#### [SOURCE DOCUMENT]
Well, thank you very much, Klaus. And a very special congratulations on your 50th year hosting the Annual Meeting of the World Economic Forum. A truly amazing achievement. It’s an honour to address the distinguished members of this organization for the second time as President. When I spoke at this forum two years ago, I told you that we had launched the great American comeback.

Today, I’m proud to declare that the United States is in the midst of an economic boom the likes of which the world has never seen before. We’ve regained our stride, we discovered our spirit and reawakened the powerful machinery of American enterprise. America is thriving, America is flourishing, and yes, America is winning again like never before.

Just last week alone, the United States concluded two extraordinary trade deals: the agreement with China and the United States-Mexico-Canada Agreement — the two biggest trade deals ever made. They just happened to get done in the same week. These agreements represent a new model of trade for the 21st century — agreements that are fair, reciprocal, and that prioritize the needs of workers and families.

America’s economic turnaround has been nothing short of spectacular. When I took office three years ago, America’s economy was in a rather dismal state. Under the previous administration, nearly 200,000 manufacturing jobs had vanished, wages were flat or falling, almost 5 million more Americans had left the labour force than had gotten jobs, and more than 10 million people had been added to the food stamp rolls.

The experts predicted a decade of very, very slow growth — or even maybe negative growth — high unemployment, and a dwindling workforce, and very much a shrinking middle class. Millions of hardworking, ordinary citizens felt neglected, betrayed, forgotten. They were rapidly losing faith in the system. Before my presidency began, the outlook for many nations was bleak.

Top economists warned of a protracted worldwide recession. The World Bank lowered its projections for global growth to a number that nobody wanted to even think about. Pessimism had taken root deep in the minds of leading thinkers, business leaders, and policymakers. Yet despite all of the cynics, I had never been more confident in America’s future.

I knew we were on the verge of a profound economic resurgence if we did things right — one that would generate a historic wave of investment, wage growth, and job creation. I knew that if we unleashed the potential of our people, if we cut taxes, slashed regulations — and we did that at a level that’s never been done before in the history of our country, in a short period of time — fixed broken trade deals and fully tapped American energy, that prosperity would come thundering back at a record speed.

And that is exactly what we did, and that is exactly what happened. Since my election, America has gained over 7 million jobs — a number unthinkable. I wouldn’t say it, I wouldn’t talk about it, but that was a number that I had in mind. The projection was 2 million; we did 7 — more than three times the government’s own projections.

#### [RECORDS PROVIDED]

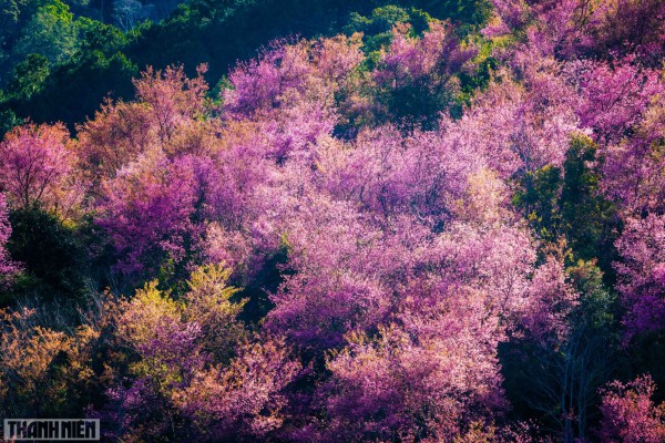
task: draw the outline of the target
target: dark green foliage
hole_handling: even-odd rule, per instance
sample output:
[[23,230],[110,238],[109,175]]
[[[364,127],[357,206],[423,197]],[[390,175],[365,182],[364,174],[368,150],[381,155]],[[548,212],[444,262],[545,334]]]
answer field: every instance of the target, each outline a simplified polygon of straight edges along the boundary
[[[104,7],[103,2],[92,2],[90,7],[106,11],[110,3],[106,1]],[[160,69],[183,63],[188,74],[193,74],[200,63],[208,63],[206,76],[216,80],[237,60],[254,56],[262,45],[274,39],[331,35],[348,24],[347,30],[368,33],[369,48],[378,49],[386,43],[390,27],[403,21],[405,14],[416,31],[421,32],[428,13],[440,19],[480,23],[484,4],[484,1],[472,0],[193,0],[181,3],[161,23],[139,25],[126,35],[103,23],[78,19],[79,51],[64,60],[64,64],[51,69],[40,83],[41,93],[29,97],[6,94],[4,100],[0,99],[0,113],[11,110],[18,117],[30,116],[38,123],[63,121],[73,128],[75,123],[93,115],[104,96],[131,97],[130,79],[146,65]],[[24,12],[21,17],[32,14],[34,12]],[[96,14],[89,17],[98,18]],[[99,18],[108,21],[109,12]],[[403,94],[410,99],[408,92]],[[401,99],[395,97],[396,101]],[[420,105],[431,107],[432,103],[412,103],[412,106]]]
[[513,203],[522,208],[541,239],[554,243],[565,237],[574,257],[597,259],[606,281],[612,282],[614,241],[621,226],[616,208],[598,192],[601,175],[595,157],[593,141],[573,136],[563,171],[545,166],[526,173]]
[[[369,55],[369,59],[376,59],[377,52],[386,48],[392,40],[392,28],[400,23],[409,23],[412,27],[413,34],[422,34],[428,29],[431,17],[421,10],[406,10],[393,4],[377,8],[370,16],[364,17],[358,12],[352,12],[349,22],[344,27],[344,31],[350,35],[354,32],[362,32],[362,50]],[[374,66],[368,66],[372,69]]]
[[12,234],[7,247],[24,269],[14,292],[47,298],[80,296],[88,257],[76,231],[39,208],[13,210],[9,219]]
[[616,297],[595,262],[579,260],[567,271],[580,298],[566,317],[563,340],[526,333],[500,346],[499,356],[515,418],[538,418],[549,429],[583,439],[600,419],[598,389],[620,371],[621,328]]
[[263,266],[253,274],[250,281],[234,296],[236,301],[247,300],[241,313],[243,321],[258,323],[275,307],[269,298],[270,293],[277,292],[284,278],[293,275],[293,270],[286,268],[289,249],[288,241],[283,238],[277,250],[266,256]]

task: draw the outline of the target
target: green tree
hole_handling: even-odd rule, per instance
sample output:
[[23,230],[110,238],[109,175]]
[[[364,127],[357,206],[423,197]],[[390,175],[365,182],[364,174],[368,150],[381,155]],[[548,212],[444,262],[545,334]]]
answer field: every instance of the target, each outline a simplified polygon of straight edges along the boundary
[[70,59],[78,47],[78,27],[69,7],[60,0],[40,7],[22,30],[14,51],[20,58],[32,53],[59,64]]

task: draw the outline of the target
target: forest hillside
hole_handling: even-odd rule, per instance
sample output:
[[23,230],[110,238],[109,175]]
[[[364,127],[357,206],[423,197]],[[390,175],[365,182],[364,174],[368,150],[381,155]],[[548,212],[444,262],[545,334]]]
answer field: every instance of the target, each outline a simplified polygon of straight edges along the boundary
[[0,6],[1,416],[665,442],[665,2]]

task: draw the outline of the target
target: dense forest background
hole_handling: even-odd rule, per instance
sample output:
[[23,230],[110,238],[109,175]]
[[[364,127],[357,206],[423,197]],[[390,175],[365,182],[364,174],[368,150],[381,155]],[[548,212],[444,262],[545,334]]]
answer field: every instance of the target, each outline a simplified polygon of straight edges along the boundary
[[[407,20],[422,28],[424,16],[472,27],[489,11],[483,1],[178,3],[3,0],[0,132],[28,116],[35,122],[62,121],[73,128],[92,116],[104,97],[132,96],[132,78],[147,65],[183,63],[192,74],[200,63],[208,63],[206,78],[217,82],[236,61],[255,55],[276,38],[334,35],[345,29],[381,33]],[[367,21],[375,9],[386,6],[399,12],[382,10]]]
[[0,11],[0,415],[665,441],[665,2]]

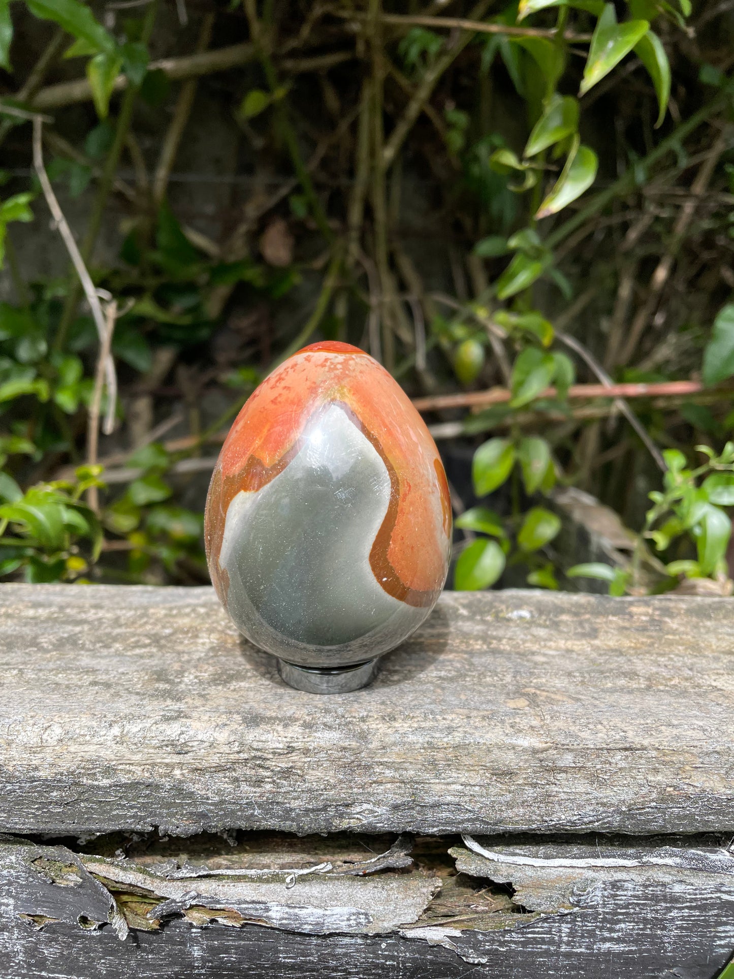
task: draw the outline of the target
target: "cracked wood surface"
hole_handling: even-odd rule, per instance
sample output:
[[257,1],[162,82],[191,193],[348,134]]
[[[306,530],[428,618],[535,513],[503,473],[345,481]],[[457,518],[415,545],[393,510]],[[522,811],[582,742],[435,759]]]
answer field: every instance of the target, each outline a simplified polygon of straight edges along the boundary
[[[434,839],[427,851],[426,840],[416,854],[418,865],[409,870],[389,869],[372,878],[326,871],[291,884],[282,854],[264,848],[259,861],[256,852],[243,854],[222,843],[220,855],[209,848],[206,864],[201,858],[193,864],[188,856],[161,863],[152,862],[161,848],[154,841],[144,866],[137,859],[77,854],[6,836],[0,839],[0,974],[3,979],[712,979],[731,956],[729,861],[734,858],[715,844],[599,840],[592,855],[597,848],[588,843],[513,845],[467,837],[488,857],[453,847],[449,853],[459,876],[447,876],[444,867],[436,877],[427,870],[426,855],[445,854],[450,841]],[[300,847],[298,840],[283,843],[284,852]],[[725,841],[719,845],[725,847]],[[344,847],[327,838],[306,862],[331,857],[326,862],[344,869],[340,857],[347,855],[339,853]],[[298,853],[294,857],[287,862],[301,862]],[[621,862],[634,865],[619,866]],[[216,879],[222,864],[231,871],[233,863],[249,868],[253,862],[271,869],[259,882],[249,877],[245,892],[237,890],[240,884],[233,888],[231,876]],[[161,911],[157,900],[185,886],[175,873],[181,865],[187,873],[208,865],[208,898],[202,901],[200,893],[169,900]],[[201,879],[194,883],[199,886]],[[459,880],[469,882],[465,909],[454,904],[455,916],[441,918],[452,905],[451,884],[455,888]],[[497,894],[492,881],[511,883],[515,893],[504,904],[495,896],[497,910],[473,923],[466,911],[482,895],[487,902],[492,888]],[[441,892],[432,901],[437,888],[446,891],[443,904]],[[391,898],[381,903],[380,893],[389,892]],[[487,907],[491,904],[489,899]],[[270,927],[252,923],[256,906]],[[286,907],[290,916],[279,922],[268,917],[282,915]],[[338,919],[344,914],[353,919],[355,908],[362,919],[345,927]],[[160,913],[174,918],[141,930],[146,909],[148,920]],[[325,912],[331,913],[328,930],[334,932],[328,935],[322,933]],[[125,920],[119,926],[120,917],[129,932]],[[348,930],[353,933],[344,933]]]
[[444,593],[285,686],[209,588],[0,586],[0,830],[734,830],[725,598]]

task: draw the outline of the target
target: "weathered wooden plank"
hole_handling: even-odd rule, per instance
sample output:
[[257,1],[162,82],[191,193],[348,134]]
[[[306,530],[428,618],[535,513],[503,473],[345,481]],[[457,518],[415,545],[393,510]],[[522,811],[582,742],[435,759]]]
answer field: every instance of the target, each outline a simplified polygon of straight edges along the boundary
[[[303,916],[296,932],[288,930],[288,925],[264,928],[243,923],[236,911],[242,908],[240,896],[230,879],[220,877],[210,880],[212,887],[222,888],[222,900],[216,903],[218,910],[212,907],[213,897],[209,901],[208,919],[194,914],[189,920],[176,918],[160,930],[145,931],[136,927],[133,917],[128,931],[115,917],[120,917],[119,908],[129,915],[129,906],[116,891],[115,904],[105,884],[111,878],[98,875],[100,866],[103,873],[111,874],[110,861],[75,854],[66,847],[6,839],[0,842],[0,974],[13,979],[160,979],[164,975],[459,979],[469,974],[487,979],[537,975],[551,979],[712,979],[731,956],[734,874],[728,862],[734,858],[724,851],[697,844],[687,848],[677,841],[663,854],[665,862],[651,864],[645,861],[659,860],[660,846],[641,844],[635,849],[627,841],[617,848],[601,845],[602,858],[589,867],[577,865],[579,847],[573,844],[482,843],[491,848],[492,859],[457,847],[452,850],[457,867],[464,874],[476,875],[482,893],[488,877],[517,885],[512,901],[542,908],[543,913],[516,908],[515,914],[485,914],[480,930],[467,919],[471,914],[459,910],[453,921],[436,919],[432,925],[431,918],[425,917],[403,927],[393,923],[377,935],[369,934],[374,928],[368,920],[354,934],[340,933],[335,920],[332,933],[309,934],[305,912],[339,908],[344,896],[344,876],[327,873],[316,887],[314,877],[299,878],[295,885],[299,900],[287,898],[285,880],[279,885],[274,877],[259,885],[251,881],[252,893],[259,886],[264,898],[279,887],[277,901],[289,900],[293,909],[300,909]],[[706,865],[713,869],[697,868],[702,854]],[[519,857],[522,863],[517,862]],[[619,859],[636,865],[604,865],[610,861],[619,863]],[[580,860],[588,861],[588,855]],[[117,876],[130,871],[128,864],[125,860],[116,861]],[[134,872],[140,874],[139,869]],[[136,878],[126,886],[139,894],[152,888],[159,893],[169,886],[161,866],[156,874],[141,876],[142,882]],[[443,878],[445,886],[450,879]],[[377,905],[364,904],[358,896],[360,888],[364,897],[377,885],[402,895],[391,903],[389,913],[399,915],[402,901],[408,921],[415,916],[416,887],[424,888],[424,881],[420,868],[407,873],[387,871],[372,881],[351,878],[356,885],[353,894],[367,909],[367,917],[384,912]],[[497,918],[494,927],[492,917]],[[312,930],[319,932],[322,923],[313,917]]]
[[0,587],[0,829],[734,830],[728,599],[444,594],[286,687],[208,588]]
==
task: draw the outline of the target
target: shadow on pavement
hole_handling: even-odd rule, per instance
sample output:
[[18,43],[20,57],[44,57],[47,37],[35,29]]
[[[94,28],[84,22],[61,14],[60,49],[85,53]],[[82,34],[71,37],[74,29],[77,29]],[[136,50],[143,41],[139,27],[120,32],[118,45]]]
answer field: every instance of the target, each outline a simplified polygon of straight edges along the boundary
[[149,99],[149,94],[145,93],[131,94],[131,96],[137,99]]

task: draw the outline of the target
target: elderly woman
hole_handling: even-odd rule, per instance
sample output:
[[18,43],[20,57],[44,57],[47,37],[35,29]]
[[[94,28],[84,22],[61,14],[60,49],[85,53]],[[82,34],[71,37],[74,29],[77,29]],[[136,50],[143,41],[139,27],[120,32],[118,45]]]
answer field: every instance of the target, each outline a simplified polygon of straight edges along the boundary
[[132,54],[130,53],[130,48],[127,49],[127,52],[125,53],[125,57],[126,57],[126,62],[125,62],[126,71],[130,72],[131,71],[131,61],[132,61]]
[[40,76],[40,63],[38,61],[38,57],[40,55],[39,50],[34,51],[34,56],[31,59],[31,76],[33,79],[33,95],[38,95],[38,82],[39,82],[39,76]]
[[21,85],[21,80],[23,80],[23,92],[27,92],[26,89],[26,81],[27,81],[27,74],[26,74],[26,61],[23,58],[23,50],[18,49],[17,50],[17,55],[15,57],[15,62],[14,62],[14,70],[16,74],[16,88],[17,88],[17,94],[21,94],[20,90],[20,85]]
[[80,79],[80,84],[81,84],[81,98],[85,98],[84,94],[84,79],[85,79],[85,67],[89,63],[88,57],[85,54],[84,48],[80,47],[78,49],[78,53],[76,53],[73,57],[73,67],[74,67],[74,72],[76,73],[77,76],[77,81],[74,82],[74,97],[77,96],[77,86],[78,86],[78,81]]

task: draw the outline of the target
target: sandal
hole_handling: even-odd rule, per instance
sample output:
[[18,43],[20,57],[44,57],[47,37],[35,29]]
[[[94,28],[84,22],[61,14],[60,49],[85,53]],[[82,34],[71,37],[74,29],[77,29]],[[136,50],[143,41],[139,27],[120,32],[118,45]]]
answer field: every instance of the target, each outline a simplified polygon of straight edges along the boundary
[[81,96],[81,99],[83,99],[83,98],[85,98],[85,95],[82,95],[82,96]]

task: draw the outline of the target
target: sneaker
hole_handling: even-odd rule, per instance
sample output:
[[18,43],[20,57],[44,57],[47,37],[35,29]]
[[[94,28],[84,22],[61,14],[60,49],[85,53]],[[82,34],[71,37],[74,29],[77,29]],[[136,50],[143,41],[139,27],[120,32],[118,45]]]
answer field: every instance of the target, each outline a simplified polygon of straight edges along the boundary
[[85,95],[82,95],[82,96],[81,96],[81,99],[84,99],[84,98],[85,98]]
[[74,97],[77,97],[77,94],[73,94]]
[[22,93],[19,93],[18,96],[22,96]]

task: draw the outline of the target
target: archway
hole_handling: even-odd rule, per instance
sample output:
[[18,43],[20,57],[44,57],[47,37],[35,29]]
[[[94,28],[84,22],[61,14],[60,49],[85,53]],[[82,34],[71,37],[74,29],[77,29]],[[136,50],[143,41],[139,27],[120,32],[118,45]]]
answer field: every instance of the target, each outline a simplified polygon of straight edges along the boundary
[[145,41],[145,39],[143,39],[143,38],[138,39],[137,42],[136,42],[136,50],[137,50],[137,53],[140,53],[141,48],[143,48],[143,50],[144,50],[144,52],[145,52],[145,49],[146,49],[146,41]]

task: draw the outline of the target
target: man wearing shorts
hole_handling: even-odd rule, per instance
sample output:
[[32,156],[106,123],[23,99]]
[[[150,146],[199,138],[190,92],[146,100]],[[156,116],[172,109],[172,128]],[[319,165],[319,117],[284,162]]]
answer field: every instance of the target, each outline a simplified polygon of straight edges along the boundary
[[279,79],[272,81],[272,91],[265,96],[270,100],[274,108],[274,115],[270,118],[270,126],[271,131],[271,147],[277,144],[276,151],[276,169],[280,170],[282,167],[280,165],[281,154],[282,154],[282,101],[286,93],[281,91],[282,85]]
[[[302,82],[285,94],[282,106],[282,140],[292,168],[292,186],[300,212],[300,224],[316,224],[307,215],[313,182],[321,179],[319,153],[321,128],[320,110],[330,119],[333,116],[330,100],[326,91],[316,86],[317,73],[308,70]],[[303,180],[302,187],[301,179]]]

#### [WHAT TO DO]
Can you transcribe the World Economic Forum speech above, starting with "Just last week" and going on through "food stamp rolls."?

#### [EXERCISE RESULT]
Just last week alone, the United States concluded two extraordinary trade deals: the agreement with China and the United States-Mexico-Canada Agreement — the two biggest trade deals ever made. They just happened to get done in the same week. These agreements represent a new model of trade for the 21st century — agreements that are fair, reciprocal, and that prioritize the needs of workers and families.

America’s economic turnaround has been nothing short of spectacular. When I took office three years ago, America’s economy was in a rather dismal state. Under the previous administration, nearly 200,000 manufacturing jobs had vanished, wages were flat or falling, almost 5 million more Americans had left the labour force than had gotten jobs, and more than 10 million people had been added to the food stamp rolls.